Reproduce every line of the records from the line containing "Guideline: mark the stone wall" through the line containing "706], [1060, 702]]", scaling each point coordinate in the answers by 1.6 and rounding to whole numbers, with halves rounded up. Keep every number outside the answers unchanged.

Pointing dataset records
----------

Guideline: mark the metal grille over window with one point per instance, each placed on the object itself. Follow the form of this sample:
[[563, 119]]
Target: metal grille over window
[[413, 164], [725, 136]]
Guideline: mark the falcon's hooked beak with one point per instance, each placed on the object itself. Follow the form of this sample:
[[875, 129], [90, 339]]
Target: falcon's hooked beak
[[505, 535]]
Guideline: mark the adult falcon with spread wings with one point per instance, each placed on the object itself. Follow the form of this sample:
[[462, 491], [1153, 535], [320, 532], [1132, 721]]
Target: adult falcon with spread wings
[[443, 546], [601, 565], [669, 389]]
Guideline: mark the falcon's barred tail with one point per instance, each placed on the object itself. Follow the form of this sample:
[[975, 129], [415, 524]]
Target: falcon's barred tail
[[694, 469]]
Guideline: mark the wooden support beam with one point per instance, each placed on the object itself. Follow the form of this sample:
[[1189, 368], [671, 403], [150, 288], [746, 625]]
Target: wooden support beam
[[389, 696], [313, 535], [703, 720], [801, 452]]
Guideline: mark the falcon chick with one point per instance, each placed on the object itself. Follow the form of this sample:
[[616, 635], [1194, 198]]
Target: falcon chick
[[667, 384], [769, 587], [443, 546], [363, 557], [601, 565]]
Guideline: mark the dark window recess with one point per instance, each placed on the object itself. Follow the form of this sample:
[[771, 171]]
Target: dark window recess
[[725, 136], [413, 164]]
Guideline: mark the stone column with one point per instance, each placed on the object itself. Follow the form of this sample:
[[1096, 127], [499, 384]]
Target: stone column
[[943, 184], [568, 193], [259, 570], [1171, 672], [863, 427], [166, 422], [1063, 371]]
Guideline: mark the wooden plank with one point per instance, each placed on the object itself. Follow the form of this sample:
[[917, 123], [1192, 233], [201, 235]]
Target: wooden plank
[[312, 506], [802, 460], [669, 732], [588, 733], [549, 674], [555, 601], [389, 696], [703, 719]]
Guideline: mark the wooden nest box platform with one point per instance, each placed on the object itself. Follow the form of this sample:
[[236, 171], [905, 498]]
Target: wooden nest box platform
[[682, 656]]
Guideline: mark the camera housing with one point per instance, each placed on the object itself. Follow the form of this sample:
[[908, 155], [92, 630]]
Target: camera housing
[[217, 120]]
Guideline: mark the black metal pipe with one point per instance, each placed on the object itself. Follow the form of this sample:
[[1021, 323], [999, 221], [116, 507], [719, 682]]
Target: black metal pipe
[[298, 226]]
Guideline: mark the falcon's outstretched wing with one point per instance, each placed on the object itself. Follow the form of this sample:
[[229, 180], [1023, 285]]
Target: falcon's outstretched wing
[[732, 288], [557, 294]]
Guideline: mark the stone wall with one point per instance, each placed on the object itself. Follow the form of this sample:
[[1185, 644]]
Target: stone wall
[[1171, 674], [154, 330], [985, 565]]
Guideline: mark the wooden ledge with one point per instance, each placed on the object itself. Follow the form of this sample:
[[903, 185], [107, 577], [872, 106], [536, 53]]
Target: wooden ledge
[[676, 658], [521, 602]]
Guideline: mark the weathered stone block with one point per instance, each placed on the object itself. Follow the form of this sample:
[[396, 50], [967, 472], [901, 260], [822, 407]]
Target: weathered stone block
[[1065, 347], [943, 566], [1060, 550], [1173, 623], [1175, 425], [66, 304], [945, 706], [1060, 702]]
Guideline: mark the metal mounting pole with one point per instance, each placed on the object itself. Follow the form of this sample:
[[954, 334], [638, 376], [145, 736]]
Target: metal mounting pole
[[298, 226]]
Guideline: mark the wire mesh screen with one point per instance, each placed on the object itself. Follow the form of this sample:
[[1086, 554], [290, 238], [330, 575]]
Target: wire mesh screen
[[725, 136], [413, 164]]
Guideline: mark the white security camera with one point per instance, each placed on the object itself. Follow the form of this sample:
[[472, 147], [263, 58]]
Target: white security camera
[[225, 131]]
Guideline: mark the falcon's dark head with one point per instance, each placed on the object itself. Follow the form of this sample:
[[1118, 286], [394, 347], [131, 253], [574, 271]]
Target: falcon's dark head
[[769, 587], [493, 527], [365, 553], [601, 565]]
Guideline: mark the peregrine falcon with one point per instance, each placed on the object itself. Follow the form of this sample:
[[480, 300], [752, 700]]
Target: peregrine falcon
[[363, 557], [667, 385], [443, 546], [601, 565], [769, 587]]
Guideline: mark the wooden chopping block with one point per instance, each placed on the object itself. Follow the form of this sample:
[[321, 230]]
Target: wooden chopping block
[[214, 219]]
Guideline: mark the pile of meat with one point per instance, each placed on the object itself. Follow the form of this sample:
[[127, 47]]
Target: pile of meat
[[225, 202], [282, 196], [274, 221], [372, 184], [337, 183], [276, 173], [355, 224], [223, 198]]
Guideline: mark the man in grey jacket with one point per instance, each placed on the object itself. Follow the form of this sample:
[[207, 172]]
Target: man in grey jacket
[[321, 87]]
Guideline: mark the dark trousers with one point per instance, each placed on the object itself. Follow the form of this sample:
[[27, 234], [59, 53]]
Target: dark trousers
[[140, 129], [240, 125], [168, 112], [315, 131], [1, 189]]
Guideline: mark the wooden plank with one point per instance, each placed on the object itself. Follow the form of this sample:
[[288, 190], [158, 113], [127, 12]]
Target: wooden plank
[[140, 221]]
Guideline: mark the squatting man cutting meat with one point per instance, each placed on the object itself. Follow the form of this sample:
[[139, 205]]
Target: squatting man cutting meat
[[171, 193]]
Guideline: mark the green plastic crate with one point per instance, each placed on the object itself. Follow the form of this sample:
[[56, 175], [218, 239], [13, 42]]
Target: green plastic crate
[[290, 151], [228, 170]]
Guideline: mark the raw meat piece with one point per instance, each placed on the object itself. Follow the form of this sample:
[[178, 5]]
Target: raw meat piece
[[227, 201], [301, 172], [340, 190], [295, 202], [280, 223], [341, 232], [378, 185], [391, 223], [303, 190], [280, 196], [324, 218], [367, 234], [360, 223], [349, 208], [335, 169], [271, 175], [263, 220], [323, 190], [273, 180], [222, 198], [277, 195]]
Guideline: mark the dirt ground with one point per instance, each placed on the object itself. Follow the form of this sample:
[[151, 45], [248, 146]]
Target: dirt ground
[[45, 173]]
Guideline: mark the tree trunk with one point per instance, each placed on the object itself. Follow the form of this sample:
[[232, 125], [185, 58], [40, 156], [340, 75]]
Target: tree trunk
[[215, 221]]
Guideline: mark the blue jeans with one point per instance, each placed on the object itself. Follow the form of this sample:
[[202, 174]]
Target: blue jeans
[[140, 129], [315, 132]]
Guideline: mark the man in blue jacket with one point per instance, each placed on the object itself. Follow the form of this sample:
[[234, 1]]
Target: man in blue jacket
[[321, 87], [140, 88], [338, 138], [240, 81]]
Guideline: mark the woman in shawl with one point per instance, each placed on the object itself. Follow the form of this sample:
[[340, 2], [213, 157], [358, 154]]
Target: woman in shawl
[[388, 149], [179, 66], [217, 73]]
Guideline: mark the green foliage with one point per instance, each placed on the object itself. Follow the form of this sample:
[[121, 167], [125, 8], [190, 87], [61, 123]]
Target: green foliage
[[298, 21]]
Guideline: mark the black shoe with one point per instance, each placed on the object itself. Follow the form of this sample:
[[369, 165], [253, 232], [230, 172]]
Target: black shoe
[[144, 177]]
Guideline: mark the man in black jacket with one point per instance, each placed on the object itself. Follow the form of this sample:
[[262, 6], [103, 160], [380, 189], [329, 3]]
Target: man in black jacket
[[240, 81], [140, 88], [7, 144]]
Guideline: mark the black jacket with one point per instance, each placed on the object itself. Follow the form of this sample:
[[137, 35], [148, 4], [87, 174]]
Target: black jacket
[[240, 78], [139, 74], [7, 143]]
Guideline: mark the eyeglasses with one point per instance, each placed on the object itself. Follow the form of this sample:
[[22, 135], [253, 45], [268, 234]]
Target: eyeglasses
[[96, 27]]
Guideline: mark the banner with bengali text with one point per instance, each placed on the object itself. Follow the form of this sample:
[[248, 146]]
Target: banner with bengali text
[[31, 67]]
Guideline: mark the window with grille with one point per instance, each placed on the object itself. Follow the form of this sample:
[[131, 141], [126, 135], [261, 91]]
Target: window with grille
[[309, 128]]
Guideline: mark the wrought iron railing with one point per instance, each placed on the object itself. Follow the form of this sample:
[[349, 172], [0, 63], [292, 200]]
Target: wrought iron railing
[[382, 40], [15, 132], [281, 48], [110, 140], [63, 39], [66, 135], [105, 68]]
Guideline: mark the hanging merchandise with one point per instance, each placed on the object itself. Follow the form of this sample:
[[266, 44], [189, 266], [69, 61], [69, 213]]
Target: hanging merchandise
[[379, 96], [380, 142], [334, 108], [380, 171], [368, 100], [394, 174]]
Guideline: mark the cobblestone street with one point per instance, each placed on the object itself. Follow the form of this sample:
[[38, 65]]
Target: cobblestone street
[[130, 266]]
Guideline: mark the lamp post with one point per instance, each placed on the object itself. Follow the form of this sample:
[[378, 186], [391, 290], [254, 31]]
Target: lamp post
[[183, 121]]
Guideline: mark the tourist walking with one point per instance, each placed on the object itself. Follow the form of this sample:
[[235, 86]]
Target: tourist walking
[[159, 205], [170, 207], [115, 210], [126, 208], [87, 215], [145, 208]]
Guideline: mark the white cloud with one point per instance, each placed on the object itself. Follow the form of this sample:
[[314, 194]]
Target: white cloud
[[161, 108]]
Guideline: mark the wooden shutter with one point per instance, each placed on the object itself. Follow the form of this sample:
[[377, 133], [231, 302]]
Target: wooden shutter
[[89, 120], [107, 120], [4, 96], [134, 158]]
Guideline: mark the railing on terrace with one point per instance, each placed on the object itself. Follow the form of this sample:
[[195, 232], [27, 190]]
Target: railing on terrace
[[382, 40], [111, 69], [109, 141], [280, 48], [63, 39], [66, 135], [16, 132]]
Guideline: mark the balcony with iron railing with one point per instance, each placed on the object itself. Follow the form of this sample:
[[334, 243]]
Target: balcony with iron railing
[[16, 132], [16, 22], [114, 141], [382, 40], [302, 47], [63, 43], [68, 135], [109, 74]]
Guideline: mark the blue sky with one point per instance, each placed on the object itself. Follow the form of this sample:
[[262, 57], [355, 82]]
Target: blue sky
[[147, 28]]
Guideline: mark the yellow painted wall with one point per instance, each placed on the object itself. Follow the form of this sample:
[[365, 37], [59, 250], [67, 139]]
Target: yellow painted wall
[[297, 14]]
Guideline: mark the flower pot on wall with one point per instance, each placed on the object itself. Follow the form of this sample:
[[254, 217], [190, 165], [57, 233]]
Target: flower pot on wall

----------

■ **Full output**:
Guideline: mark the stone wall with one point per instance, each placed on the object itself. Follow the form of this sample:
[[1185, 644]]
Target: stone wall
[[1874, 1078], [246, 528], [1576, 904]]
Guideline: mark the wooden ledge with one point per instance, each placed on the object itself. Follow the form of this sample:
[[903, 185], [107, 577], [872, 106], [536, 53]]
Target: wooden ledge
[[1082, 1053], [834, 963]]
Guideline: mark the weathered stone block with one point per instance, each placed on the object itself. Follow the form of this sample:
[[396, 50], [967, 472], [901, 260], [822, 407]]
Target: weathered stone block
[[1704, 555], [1509, 906], [1696, 880], [1877, 997], [1880, 680], [106, 486], [1512, 1130], [1696, 1123]]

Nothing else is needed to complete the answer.